* [Problem details]
Please copy every one of the records below word for word, leaving out the pictures.

-- begin Supplied entries --

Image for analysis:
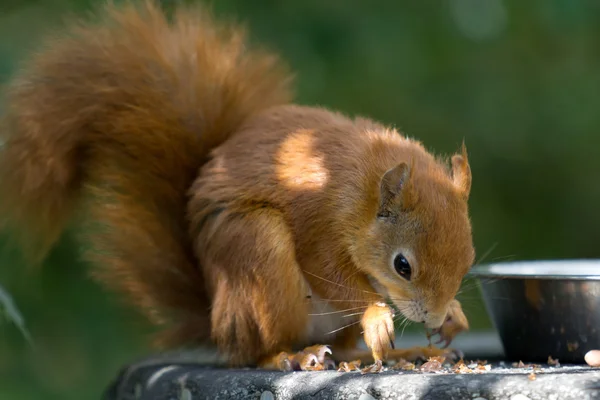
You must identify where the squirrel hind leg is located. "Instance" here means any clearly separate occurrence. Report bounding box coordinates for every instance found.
[191,208,309,365]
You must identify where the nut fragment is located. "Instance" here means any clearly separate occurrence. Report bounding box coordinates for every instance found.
[421,357,445,372]
[392,358,415,371]
[584,350,600,367]
[548,356,560,367]
[567,342,579,352]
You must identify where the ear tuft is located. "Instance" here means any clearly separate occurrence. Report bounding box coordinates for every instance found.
[452,140,472,200]
[379,162,412,216]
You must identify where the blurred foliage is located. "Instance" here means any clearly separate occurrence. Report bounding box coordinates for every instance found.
[0,0,600,399]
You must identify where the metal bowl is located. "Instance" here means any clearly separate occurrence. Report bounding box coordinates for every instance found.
[469,260,600,363]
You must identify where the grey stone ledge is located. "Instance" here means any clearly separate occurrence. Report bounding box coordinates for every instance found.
[104,334,600,400]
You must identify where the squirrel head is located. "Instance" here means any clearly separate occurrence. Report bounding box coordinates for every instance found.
[355,144,475,328]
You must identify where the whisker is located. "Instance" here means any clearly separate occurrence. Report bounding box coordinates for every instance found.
[303,270,381,296]
[311,298,371,303]
[308,306,368,316]
[326,320,360,335]
[475,242,498,265]
[342,313,363,318]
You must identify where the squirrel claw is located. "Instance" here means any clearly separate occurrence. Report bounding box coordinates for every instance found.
[290,344,335,371]
[360,360,383,375]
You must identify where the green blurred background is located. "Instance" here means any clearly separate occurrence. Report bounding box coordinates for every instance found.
[0,0,600,400]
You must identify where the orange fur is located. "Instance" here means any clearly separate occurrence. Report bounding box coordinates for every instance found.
[0,1,474,364]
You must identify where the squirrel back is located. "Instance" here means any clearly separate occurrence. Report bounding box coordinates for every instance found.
[0,1,292,342]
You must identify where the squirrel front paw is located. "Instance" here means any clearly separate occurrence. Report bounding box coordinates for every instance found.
[361,302,395,363]
[429,299,469,348]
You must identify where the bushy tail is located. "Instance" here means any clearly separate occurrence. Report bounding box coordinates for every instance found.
[0,1,291,346]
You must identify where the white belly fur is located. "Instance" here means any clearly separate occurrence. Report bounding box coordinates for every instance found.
[307,284,360,345]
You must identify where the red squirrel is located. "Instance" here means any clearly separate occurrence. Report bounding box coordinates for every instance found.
[0,1,474,370]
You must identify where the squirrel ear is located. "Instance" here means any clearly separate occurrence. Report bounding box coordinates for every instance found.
[379,163,412,216]
[452,141,472,200]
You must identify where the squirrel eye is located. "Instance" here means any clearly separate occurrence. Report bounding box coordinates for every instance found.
[394,254,412,281]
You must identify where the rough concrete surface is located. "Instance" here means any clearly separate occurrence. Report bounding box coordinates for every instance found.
[104,336,600,400]
[105,364,600,400]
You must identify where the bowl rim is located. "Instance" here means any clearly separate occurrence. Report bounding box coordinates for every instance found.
[467,259,600,280]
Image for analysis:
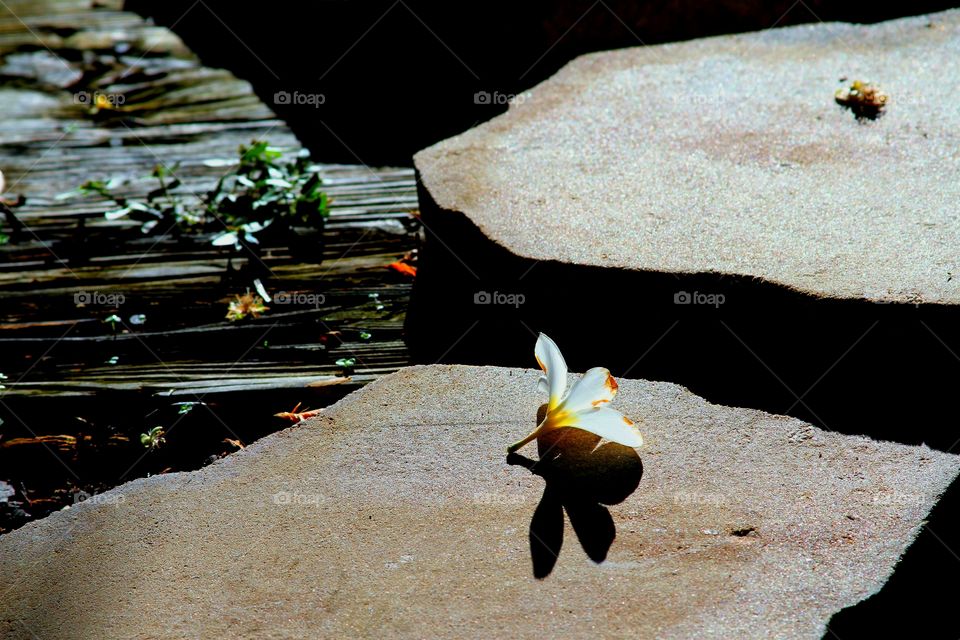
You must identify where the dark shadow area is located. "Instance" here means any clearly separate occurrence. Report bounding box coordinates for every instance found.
[507,410,643,579]
[126,0,954,165]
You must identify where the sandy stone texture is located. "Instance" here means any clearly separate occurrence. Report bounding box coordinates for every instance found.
[415,10,960,304]
[0,365,960,639]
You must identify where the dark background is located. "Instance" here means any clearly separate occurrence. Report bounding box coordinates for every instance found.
[127,0,951,165]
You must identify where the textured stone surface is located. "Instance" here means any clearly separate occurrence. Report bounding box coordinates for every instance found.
[0,366,960,638]
[415,11,960,304]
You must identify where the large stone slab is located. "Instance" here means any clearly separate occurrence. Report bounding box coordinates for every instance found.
[415,11,960,304]
[0,366,960,638]
[407,11,960,450]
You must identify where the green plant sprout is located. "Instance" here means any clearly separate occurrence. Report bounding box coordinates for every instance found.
[335,358,357,375]
[226,289,270,322]
[140,427,167,450]
[507,333,643,453]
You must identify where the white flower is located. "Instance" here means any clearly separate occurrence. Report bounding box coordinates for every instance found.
[507,333,643,453]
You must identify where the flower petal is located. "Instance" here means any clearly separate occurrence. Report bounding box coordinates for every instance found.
[553,407,643,447]
[561,367,617,412]
[534,333,567,409]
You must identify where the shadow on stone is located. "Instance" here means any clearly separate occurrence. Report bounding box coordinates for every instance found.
[507,410,643,579]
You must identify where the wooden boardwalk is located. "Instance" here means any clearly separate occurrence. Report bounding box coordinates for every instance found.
[0,0,416,400]
[0,0,419,532]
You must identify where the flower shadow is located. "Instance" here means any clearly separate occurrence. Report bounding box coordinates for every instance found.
[507,404,643,579]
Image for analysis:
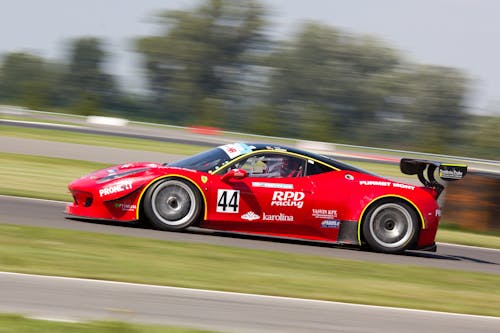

-- end Supplied entries --

* [Response to the task]
Image for analysis:
You must identify where the squirrel hind leg is located. "Instance" here means any clearly separate occurrence. Report bounding box coordinates for every instance found.
[191,208,309,365]
You must identify where the nut fragment is located. "Instance" here means any clearly separate occurrence. Report bounding box coordinates for every instance found.
[421,357,445,372]
[392,358,415,371]
[584,350,600,367]
[548,356,560,367]
[567,342,579,352]
You must identify where the ear tuft is located. "Instance" here means any clearly separate occurrence. Report bounding box coordinates for every instance found.
[452,140,472,200]
[379,162,412,216]
You must identify where the blurred foliage is located. "Instance" here means any clearly separate occurrence. Report bounding box coordinates for every instance found.
[0,0,600,399]
You must identify where the metal bowl is located. "Instance" here means any clearly separate occurrence. Report bounding box coordinates for every instance found.
[469,260,600,363]
You must identify where the grey stone ledge is located. "Instance" here means any clearly separate occurrence. Report bounding box coordinates for every instance found.
[104,334,600,400]
You must identify where the squirrel head is located. "Instance" here means any clearly separate occurrence. Report bounding box coordinates for every instance found.
[355,144,475,328]
You must identify where the whisker is located. "Instance" here means any clearly separate occurrence. Report bounding box coordinates for every instance found.
[303,270,381,296]
[311,298,371,303]
[308,306,368,316]
[326,320,360,335]
[475,242,498,265]
[342,313,363,318]
You must identify where the squirrel claw is located. "Instance" here means any clearly separate occurrence. Report bounding box coordinates for every instance found.
[290,344,335,371]
[360,360,383,375]
You must identify where the green blurred background is located. "Instance" here means any clearly separate occurrence. Report bounding box coordinates for every instance found.
[0,0,600,400]
You must identify where the orange fur is located. "Instance" here means any clearly separate occurrence. Report bounding box coordinates for every instance found.
[0,1,474,364]
You must identify where the squirrel back is located. "Instance" here means any clearly separate occurrence. Report bounding box coordinates for every instance found.
[0,1,292,342]
You must identify where the squirrel front paw is located. "Instance" here means any clearly separate occurrence. Report bounding box coordinates for every instance found.
[361,302,395,363]
[429,299,469,348]
You must identify where the bushy tail is located. "Instance" here means any clearly separate occurrence. Report bounding box coordinates for every instance found.
[0,1,291,346]
You must identify where the white belly fur is located. "Instance" here means any clearly separate occurrence. Report bounding box coordinates for every instance found.
[307,284,360,345]
You must identify where the red squirrel is located. "Instance" here means any clearly separate occurrence. Report bounding box coordinates for every instance found.
[0,1,474,370]
You must identify where the squirrel ear is located. "Instance" here means any clearly separate occurrence. Report bounding box coordinates for every instance found.
[379,163,412,216]
[452,141,472,200]
You must identify where the squirrel eye is located. "Instance" here means any clearly separate occurrence. Report bounding box coordinates for every instance found.
[394,254,412,281]
You must identify where the rough concrete surface is located. "Instance" here means any clearly separate occurrence. Report bounding box coordinates for every instance found.
[104,336,600,400]
[105,364,600,400]
You must identify where the bowl rim is located. "Instance" here means any clearly separate occurrence. Report bounding box coordinates for every instance found.
[467,259,600,280]
Image for analysis:
You must identify where the dark shadow area is located. "Instance" here means any clearly separate occurrence. Report bounding box coordinates for every instance found.
[507,410,643,579]
[126,0,954,165]
You must identify where the sandy stone texture is located. "Instance" here means any clearly separate occurrence. Report bounding box coordinates for every instance found.
[415,10,960,304]
[0,365,960,639]
You must identify where the dark background is located. "Instance" here means any clearly separate occurrence. Report bounding box coordinates for every instance found.
[127,0,951,165]
You must identify where the textured stone surface is located. "Instance" here means any clearly separate occurrence. Report bounding box coordinates for every instance found.
[0,366,960,638]
[415,11,960,304]
You must identify where the large stone slab is located. "Instance" here means any clearly separate occurrence. Report bounding box coordinates for every instance found.
[415,11,960,304]
[0,366,960,638]
[407,11,960,450]
You must identify where the green plant sprout is located. "Instance" here means any clearly separate occurrence. Report bounding box coordinates for every instance found.
[335,358,357,375]
[226,289,270,322]
[140,427,167,450]
[507,333,643,453]
You must identify where the white flower is located. "Instance" here means any clearly separate occurrence. Report bounding box coordinates for every instance found.
[507,333,643,453]
You must identify where the flower petal is located. "Instance" here means any clearly separate occurrence. Report bounding box coordinates for every instance found.
[553,407,643,447]
[561,367,617,412]
[534,333,567,409]
You must identify where the shadow on stone is located. "Instance" here means any clearly separate occurrence. Report bounding box coordinates for every instance found.
[507,410,643,579]
You must identify where the wooden boardwalk is located. "Instance" here means any clearly separate occurrence. Report bounding box coordinates for every instance found.
[0,0,416,400]
[0,0,419,532]
You must identify where the flower shadow is located. "Instance" here means any clearly separate occurrence. Report bounding box coordinates for every instance found.
[507,404,643,579]
Image for analysis:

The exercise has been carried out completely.